**Problem statement:** Check each statement against the post on Goedel's theorem below, answering yes or no and quoting the deciding words. 1. The post says Goedel deals with fixed systems. 2. The post says a vehicle can move backward under its own power using only the brake and gas pedals. 3. The post says an agent that runs experiments can learn concepts new to it.

**Selected text:**
Re: Goedel's theorem doesn't apply to robots (RE: SL5)

From: Dimitry Volfson (dvolfson@juno.com)
Date: Mon Aug 22 2005 - 16:51:23 MDT


I suppose that I am thinking more about conceptual systems. For example,
without a concept of "reverse" on a vehicle, roads and driveways would
look different. An intelligence has to find ways of economically
expanding its conceptual systems. Because you could never move a vehicle
backward (by the vehicle's own power) by only pushing the brake and the
gas peddles.

Goedel concerns himself with fixed systems, not systems that can learn
new (basic) concepts without becoming a different system.

I mean, what is a system? A set of concepts and the rules those concepts
imply?

When the agent consults the oracle of reality by conducting reality tests
(experiments), the agent has the potential to learn new (for it)
concepts.

**Records provided:**
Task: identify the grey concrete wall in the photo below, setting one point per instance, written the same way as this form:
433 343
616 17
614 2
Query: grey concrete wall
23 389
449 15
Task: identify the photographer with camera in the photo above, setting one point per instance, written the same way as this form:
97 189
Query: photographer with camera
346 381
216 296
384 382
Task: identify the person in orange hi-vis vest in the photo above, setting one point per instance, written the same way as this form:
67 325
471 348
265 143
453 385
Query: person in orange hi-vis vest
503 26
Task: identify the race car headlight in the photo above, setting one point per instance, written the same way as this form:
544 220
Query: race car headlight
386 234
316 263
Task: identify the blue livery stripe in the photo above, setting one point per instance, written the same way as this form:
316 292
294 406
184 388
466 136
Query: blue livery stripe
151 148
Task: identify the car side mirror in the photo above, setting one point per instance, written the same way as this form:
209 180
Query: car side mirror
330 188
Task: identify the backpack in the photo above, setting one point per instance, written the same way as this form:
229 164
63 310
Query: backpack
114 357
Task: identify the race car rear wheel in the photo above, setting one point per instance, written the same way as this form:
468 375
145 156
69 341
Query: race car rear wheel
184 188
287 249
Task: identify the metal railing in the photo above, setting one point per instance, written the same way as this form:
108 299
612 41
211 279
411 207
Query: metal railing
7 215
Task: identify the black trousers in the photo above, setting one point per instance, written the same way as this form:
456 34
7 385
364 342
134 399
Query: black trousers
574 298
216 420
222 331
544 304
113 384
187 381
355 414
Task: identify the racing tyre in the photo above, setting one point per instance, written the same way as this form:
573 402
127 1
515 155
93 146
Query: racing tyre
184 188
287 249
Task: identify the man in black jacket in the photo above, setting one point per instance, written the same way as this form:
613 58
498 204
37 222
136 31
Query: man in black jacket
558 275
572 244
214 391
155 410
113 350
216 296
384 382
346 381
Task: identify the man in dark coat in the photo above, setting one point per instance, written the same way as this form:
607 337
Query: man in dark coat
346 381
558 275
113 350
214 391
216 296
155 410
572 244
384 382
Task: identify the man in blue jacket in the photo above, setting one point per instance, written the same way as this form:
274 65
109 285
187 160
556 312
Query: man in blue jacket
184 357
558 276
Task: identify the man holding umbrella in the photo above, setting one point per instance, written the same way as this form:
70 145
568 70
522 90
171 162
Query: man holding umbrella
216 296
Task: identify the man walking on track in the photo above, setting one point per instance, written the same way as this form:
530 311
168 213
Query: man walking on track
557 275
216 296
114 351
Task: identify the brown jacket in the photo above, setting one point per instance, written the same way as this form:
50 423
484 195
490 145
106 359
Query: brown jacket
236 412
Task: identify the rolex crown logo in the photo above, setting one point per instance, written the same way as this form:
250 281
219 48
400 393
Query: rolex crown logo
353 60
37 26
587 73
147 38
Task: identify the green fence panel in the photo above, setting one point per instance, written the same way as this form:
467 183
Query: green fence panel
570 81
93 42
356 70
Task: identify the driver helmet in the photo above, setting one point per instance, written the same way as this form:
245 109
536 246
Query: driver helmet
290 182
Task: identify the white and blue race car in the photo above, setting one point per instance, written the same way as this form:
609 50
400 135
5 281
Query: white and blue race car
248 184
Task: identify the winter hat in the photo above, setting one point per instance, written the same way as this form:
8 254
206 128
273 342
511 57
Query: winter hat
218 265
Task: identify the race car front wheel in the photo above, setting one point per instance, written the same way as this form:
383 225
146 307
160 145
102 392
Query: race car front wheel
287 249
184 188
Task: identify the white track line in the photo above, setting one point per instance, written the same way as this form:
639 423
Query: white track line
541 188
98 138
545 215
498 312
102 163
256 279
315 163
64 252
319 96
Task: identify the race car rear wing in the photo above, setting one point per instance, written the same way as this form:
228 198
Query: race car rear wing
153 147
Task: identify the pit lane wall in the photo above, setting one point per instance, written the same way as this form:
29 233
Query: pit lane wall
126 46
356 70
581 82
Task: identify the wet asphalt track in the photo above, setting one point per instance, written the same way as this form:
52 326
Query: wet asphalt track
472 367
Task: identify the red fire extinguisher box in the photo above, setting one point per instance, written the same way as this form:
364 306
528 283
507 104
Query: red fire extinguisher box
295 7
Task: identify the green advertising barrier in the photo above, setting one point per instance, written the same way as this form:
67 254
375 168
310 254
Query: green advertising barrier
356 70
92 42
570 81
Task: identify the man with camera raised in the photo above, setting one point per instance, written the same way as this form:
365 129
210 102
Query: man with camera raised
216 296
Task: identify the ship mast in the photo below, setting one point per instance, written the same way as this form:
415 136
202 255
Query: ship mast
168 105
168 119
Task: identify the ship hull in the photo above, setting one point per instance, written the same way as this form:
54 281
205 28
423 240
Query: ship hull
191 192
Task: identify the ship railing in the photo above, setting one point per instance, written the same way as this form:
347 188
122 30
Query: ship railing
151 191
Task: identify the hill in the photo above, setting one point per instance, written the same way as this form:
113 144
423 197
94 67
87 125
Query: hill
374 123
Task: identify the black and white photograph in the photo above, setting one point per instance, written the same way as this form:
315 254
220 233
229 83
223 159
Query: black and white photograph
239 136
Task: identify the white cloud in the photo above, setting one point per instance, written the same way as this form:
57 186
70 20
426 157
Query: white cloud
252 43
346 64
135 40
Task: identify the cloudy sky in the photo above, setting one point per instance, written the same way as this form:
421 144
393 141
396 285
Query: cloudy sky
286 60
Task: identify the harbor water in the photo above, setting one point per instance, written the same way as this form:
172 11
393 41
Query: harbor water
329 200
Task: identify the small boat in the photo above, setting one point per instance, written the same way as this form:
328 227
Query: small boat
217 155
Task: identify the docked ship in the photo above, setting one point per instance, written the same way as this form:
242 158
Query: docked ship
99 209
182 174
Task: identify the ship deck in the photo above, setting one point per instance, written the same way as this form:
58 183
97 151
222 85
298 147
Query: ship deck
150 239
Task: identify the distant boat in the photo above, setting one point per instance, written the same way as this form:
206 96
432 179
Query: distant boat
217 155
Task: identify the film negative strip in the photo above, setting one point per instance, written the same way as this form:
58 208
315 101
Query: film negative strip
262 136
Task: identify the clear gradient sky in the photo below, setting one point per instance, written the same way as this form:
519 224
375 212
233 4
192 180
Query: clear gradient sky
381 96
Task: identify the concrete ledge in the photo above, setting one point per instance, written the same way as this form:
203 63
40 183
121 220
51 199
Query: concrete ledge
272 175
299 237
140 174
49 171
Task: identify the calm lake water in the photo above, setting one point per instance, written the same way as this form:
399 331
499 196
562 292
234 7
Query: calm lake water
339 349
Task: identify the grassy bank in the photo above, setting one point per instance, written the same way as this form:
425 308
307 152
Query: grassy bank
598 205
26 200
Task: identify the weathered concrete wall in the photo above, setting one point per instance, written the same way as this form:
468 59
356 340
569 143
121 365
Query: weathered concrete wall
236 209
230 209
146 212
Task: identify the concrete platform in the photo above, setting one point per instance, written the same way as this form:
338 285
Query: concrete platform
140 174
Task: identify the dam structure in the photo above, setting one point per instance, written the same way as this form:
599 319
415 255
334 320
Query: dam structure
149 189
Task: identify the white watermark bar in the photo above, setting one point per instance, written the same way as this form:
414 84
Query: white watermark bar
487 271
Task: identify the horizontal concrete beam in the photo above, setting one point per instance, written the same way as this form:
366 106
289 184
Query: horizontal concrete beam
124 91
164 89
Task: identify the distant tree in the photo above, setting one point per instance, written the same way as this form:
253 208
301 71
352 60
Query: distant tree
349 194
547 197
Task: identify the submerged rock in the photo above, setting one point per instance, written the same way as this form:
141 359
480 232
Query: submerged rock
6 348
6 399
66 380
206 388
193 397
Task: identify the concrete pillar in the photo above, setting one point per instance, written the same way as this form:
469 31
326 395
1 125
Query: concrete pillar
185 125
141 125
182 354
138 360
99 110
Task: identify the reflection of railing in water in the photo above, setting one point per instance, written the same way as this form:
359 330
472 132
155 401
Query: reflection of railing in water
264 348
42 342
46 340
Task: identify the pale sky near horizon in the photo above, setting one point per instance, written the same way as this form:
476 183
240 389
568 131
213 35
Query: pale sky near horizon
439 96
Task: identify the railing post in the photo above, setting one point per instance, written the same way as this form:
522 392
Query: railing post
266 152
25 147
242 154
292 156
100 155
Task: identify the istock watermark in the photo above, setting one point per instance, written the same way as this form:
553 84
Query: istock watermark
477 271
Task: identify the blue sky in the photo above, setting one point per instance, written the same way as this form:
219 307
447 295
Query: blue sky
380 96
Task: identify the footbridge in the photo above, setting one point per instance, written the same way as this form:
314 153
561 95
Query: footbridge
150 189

**Correct result:**
1. Yes: "Goedel concerns himself with fixed systems"
2. No: "you could never move a vehicle backward (by the vehicle's own power) by only pushing the brake and the gas peddles"
3. Yes: "When the agent consults the oracle of reality by conducting reality tests (experiments), the agent has the potential to learn new (for it) concepts"